▶ _TAREFA 1_: De acordo com o texto sobre os Panama Papers, quantos portugueses foram apanhados com offshores no Panamá?
▶ _TAREFA 2_: Extraia do texto sobre os Panama Papers o trecho que começa em "Esta conversa anónima" e vai até "fuga de informação.", inclusive.

No Jornal de Notícias, Mariana Mortágua conta uma conversa de 15 minutos que teve com um anónimo que lhe contou como nos anos 80 "achava que estava a enriquecer” mas nos anos 90 percebeu que “era tudo um balão, que quando furado, esvaziaria”: um negócio têxtil que beneficiou de subsídios da CEE que estoirou quando o euro (e a globalização) trouxe uma concorrência furiosa no setor. Este homem, cuja história é relatada como exemplo, chegou a esconder quase um milhão de contos (cinco milhões de euros) em offshores.

Esta conversa anónima com a deputada do Bloco de Esquerda não trouxe informação útil à investigação, mas é de muitas informações úteis que uma investigação como estas se compõe. Se não fosse uma gigantesca fuga de informação de ficheiros da Mossack Fonseca, esta investigação jornalística não seria possível. É assim em muitos dos casos nos últimos anos, em que os chamados “whistleblower” (os “assobiadores”, nome para denunciantes) recolhem e enviam informação para investigações posteriores. “Leaks” tornou-se sufixo de grandes processos destes. “Leak” quer dizer fuga – fuga de informação.

Estes denunciantes arriscam muitas vezes o pescoço na recolha da informação, o que revela grande coragem em nome de um interesse coletivo superior. Este tipo de investigação é aquilo que os jornalistas quando são pequenos querem fazer quando forem grandes. Mas há outras pessoas que engrandecem quando participam nas investigações espoletando-as ou municiando-as com informações, documentos e dados aos que podem depois ser consequentes na investigação.

Ontem, os jornalistas Micael Pereira (Expresso) e Rui Araújo (TVI) falaram disso no Prós e Contras, sublinhando a parceria entre estes dois órgãos portugueses na investigação mundial dos “Panama Papers”.

Mais de 240 portugueses foram apanhados com offshores no Panamá. Nem todos são criminosos. Mas muitos são mentirosos”, escreve Sérgio Figueiredo, o diretor de informação da TVI, na sua coluna semanal do Diário de Notícias.

▶ _REGISTOS DE DADOS_:
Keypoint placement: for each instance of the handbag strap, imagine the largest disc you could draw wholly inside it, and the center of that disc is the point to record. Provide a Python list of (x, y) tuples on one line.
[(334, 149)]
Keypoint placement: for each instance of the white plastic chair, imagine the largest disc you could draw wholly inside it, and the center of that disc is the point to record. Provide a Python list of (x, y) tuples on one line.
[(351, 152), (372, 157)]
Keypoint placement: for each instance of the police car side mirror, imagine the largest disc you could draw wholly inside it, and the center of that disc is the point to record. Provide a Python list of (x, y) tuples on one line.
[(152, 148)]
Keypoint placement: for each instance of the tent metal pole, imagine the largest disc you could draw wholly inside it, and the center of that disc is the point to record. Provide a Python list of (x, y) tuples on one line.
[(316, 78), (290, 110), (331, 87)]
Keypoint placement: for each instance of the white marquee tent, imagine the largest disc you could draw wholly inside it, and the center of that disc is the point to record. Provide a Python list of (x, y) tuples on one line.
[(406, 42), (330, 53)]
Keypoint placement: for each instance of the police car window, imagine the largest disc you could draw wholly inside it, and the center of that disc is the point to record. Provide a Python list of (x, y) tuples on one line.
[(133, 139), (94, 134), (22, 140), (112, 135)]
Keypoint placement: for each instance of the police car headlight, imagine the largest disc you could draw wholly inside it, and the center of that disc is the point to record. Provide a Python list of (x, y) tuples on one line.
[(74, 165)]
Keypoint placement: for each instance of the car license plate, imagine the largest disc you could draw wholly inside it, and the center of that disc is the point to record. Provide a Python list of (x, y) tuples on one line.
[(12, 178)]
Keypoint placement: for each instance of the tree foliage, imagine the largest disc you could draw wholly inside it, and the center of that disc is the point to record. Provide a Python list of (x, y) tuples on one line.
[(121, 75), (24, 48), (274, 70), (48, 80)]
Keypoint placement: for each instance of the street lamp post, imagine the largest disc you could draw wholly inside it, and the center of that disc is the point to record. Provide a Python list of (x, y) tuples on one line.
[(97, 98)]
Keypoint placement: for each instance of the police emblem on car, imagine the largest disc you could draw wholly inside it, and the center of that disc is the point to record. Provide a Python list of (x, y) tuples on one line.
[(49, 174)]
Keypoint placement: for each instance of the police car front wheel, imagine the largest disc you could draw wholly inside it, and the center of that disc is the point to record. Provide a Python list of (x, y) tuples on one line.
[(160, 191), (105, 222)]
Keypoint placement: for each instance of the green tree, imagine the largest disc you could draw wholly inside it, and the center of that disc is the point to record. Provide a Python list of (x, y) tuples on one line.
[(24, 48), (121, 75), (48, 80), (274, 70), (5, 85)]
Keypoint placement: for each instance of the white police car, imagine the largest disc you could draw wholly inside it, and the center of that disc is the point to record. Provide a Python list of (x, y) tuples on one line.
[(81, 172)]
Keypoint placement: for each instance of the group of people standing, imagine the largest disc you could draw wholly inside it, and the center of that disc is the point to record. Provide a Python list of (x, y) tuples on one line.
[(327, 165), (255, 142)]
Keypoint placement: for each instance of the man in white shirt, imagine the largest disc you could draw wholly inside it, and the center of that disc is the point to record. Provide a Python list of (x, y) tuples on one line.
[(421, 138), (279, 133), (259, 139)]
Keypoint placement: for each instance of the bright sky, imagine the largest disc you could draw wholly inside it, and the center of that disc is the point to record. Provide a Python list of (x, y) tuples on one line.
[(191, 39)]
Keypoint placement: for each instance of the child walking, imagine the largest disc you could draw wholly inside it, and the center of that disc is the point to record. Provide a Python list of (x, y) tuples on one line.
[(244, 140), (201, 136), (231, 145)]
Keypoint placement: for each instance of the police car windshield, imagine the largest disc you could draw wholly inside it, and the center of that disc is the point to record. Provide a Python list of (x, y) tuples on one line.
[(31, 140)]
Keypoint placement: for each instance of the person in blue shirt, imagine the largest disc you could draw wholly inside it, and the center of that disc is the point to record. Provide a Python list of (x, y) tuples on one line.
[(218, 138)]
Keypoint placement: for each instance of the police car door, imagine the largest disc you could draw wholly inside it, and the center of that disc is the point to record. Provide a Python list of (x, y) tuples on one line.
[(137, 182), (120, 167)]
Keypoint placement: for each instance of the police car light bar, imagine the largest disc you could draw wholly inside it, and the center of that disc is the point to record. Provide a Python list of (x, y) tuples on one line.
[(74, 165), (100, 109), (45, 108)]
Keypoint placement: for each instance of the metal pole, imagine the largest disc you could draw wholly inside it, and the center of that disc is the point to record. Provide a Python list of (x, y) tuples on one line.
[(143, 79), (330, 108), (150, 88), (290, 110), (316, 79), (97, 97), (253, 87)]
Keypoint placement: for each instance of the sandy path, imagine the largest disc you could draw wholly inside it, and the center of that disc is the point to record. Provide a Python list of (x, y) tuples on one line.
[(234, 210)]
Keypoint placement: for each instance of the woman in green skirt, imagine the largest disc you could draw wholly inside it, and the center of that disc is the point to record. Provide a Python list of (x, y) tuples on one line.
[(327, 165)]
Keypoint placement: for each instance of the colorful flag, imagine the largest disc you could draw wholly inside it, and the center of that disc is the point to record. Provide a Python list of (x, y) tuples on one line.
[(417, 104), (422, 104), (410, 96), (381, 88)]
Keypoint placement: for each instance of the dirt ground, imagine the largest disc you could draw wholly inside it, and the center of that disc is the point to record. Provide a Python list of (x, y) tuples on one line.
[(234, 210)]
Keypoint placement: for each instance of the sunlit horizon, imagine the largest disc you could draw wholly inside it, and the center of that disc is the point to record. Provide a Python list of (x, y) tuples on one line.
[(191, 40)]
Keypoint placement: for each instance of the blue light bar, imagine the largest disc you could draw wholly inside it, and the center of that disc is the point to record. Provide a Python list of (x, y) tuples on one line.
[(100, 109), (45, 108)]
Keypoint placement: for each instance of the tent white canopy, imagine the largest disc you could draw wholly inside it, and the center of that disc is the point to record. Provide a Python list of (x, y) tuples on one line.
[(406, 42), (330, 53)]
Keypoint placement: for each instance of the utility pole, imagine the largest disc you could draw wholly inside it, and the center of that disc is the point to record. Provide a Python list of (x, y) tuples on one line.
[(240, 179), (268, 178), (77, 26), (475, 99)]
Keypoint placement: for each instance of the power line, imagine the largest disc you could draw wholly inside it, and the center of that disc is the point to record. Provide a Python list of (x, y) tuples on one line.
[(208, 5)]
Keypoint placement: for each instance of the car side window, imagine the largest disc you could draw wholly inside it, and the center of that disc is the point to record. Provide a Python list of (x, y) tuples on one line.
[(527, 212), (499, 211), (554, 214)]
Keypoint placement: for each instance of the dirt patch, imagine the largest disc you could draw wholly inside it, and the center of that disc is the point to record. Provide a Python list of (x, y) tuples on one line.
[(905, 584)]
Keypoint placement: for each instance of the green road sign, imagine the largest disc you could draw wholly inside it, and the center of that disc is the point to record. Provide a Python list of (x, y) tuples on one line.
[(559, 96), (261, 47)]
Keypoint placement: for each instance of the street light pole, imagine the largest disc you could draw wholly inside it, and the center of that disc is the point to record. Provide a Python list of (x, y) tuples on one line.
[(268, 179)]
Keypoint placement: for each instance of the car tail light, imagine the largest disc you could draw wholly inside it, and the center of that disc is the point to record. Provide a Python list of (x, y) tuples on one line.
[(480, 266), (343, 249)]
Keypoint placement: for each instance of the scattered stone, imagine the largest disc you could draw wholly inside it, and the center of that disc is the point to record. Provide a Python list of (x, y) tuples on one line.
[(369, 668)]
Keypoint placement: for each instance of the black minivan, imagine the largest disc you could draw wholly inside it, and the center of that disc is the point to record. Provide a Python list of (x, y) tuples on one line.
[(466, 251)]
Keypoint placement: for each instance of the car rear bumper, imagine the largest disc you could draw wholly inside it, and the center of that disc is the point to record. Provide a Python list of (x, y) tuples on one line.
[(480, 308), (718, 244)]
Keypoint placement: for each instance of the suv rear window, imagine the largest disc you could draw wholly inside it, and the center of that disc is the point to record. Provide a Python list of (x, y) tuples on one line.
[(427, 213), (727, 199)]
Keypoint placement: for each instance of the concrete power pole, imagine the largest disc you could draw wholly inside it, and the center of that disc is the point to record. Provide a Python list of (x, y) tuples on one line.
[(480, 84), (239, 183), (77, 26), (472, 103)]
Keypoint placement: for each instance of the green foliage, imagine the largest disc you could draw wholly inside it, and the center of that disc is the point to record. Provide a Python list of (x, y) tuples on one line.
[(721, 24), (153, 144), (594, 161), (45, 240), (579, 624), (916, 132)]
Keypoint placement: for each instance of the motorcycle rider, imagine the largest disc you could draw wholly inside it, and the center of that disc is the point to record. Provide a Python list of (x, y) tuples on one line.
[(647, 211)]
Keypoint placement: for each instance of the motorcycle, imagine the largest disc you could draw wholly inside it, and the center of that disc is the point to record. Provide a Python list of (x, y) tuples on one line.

▶ _RESPOSTA 1_: Mais de 240.

▶ _RESPOSTA 2_:
Esta conversa anónima com a deputada do Bloco de Esquerda não trouxe informação útil à investigação, mas é de muitas informações úteis que uma investigação como estas se compõe. Se não fosse uma gigantesca fuga de informação de ficheiros da Mossack Fonseca, esta investigação jornalística não seria possível. É assim em muitos dos casos nos últimos anos, em que os chamados “whistleblower” (os “assobiadores”, nome para denunciantes) recolhem e enviam informação para investigações posteriores. “Leaks” tornou-se sufixo de grandes processos destes. “Leak” quer dizer fuga – fuga de informação.